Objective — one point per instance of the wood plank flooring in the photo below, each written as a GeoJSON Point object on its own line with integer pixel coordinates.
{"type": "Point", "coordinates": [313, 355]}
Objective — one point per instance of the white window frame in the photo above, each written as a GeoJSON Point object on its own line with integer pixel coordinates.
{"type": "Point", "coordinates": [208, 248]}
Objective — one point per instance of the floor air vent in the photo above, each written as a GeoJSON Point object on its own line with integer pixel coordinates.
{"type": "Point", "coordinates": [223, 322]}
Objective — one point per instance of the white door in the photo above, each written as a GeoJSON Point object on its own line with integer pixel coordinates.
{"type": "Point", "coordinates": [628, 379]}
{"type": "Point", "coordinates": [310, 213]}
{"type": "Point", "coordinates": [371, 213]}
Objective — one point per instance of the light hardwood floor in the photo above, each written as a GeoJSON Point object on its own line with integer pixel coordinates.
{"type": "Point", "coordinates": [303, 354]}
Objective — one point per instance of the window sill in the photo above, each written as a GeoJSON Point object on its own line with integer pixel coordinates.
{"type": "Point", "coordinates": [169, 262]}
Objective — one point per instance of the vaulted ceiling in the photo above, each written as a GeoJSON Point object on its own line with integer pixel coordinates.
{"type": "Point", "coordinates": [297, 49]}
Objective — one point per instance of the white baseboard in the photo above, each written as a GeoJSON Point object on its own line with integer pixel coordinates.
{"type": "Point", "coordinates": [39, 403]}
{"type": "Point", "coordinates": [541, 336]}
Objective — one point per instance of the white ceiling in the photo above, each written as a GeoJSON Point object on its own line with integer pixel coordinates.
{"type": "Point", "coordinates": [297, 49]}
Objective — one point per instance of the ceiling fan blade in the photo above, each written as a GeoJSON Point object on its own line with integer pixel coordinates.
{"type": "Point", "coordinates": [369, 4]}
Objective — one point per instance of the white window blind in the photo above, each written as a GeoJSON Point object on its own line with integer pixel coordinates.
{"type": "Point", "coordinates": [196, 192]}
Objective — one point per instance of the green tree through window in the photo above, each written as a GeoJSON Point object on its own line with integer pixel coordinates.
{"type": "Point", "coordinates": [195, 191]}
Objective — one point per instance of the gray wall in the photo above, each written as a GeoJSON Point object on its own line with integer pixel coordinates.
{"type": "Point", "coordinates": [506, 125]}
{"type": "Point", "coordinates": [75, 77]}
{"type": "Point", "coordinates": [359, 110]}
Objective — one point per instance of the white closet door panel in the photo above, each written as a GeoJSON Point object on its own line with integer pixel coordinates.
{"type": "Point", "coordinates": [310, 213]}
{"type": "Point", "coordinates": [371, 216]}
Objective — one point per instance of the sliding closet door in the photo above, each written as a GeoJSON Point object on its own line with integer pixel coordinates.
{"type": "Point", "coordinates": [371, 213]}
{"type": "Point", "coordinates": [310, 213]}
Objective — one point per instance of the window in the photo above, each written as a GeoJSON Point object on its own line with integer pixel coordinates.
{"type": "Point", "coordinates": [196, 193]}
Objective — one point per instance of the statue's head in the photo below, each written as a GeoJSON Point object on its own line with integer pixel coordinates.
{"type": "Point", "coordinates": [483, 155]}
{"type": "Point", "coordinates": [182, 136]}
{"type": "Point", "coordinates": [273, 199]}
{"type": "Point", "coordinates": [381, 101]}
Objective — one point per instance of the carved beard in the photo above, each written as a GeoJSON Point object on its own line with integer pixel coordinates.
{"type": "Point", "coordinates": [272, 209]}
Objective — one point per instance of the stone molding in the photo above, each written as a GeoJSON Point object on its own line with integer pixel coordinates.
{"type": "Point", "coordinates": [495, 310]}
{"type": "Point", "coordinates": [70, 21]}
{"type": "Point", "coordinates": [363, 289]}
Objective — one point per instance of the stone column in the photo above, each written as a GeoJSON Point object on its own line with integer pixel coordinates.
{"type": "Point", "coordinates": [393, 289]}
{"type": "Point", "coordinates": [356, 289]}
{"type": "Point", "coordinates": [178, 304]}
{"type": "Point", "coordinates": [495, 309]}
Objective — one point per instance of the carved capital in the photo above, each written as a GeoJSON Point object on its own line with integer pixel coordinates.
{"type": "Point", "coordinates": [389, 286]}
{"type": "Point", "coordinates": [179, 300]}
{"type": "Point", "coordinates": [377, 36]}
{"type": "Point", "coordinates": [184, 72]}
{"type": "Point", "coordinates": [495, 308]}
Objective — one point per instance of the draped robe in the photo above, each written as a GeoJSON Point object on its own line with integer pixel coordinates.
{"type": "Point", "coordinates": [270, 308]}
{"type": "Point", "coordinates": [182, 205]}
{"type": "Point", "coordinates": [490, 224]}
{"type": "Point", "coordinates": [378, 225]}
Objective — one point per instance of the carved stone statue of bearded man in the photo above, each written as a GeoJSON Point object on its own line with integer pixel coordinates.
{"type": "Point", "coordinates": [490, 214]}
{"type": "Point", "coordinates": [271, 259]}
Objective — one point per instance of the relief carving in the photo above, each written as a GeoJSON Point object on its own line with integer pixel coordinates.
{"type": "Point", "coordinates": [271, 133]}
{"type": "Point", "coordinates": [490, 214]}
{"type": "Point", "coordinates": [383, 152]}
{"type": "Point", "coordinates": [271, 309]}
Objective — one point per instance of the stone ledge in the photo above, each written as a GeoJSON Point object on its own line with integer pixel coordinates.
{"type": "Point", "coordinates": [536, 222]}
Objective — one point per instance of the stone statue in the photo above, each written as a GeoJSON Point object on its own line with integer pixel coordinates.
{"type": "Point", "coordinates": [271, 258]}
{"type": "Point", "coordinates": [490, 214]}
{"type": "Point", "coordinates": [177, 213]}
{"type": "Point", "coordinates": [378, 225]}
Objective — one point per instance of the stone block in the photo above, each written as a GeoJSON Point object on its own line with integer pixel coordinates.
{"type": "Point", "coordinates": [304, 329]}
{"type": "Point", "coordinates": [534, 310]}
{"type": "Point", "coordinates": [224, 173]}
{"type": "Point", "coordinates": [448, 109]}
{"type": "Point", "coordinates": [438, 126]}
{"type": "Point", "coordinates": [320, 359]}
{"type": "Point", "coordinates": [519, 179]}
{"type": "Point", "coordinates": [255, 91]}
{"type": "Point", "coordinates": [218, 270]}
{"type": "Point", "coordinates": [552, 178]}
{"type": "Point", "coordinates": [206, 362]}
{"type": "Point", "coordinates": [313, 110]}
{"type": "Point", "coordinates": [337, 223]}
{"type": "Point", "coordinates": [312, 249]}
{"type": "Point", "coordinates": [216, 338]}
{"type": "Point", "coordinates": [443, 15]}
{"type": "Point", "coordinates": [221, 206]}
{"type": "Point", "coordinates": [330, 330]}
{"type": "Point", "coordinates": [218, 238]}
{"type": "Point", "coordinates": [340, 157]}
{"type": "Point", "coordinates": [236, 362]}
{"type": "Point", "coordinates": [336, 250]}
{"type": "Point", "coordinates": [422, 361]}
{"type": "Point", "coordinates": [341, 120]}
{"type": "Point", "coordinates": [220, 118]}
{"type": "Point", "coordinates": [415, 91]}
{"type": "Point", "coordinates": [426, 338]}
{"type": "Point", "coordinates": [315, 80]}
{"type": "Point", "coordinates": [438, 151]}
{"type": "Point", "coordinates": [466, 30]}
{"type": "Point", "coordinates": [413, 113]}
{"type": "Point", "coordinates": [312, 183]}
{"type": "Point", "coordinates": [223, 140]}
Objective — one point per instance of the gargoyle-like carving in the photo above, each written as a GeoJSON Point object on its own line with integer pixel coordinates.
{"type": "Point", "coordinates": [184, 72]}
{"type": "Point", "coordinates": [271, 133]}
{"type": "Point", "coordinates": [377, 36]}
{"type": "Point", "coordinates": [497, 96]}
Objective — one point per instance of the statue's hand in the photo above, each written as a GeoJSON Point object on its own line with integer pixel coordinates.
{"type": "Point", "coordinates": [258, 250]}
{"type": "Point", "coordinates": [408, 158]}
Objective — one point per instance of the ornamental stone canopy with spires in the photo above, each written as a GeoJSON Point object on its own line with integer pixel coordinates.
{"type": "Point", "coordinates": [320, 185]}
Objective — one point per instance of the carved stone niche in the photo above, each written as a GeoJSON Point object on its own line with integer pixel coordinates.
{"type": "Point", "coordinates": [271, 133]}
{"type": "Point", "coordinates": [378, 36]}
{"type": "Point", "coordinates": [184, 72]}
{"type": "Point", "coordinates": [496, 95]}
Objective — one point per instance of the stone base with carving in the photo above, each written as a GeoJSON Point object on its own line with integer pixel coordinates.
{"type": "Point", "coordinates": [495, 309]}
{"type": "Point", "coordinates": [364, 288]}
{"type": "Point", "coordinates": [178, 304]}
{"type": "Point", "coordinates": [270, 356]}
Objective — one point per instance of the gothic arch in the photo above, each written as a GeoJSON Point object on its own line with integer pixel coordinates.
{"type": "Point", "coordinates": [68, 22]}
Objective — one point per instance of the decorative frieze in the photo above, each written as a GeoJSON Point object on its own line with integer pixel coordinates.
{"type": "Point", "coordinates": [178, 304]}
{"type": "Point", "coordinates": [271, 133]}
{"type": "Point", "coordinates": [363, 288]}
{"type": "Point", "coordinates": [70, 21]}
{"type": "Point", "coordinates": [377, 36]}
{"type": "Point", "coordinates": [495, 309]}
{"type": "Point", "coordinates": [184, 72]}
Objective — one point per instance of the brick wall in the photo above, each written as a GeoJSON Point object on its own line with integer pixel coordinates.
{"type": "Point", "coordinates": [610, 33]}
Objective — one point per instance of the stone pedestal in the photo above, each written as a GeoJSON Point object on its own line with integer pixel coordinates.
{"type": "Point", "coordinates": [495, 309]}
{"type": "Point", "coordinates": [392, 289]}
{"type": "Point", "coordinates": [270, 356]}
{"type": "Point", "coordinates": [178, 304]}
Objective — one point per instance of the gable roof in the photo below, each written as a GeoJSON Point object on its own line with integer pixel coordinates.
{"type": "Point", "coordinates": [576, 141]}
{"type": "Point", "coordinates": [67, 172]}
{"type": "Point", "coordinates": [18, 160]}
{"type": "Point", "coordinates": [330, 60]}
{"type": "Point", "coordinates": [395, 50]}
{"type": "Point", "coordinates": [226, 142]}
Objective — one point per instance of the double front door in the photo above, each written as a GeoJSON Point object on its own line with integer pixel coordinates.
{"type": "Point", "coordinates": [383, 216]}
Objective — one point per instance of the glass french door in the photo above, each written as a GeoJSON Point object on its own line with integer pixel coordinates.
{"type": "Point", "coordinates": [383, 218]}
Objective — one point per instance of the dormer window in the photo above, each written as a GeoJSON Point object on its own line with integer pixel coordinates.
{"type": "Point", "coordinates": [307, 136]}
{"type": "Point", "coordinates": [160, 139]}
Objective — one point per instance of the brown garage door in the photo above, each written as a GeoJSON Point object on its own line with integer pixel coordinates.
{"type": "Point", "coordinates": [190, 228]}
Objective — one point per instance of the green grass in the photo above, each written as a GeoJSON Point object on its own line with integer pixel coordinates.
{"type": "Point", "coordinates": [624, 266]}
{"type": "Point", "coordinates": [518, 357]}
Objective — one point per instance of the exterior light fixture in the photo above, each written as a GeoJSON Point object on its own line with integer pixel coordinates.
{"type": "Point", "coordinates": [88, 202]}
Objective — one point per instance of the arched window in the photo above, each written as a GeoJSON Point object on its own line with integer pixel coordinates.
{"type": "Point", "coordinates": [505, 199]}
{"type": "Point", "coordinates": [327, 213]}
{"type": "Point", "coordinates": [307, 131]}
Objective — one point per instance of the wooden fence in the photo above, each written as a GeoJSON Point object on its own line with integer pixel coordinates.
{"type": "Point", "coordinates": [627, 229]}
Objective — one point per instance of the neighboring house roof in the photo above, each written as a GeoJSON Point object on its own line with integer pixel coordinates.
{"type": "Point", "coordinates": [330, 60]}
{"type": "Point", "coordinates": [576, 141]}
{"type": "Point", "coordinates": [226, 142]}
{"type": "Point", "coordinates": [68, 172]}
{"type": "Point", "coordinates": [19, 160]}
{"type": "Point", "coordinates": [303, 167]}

*DIRECTION:* Retype, exactly and only, the lines running from the one with "Objective — one point per instance of the dormer" through the final line of the listing above.

*SOLUTION:*
Objective — one point per instance of the dormer window in the photo above, each written as a GeoJSON Point object on its own line with integer pixel coordinates.
{"type": "Point", "coordinates": [307, 136]}
{"type": "Point", "coordinates": [160, 139]}
Objective — one point per instance of the brown garage door in the photo above, each written as a GeoJSON Point object on its own line with integer pixel coordinates.
{"type": "Point", "coordinates": [190, 228]}
Objective — one point per instance of the green grass in the photo above, each written as a GeoJSON Point object on its own line with integer pixel coordinates.
{"type": "Point", "coordinates": [624, 266]}
{"type": "Point", "coordinates": [518, 357]}
Objective — one point per instance of the exterior light fixture in the photo above, each written as a GeoJSON Point object on its own line with integer pixel coordinates.
{"type": "Point", "coordinates": [88, 202]}
Objective — one point per instance of the arched window in the photo above, each written as a GeoJSON Point object on its own line with integer pixel coordinates.
{"type": "Point", "coordinates": [505, 199]}
{"type": "Point", "coordinates": [327, 213]}
{"type": "Point", "coordinates": [307, 131]}
Objective — one point per instance of the wooden fence in the photo above, each written as a GeoJSON Point object on its own line with integer pixel coordinates.
{"type": "Point", "coordinates": [627, 229]}
Objective — one point per instance of the neighboring house roof in the photo above, each written as a GeoJSON Point object on its own line with integer pixel coordinates.
{"type": "Point", "coordinates": [330, 60]}
{"type": "Point", "coordinates": [576, 141]}
{"type": "Point", "coordinates": [226, 142]}
{"type": "Point", "coordinates": [68, 172]}
{"type": "Point", "coordinates": [19, 160]}
{"type": "Point", "coordinates": [303, 167]}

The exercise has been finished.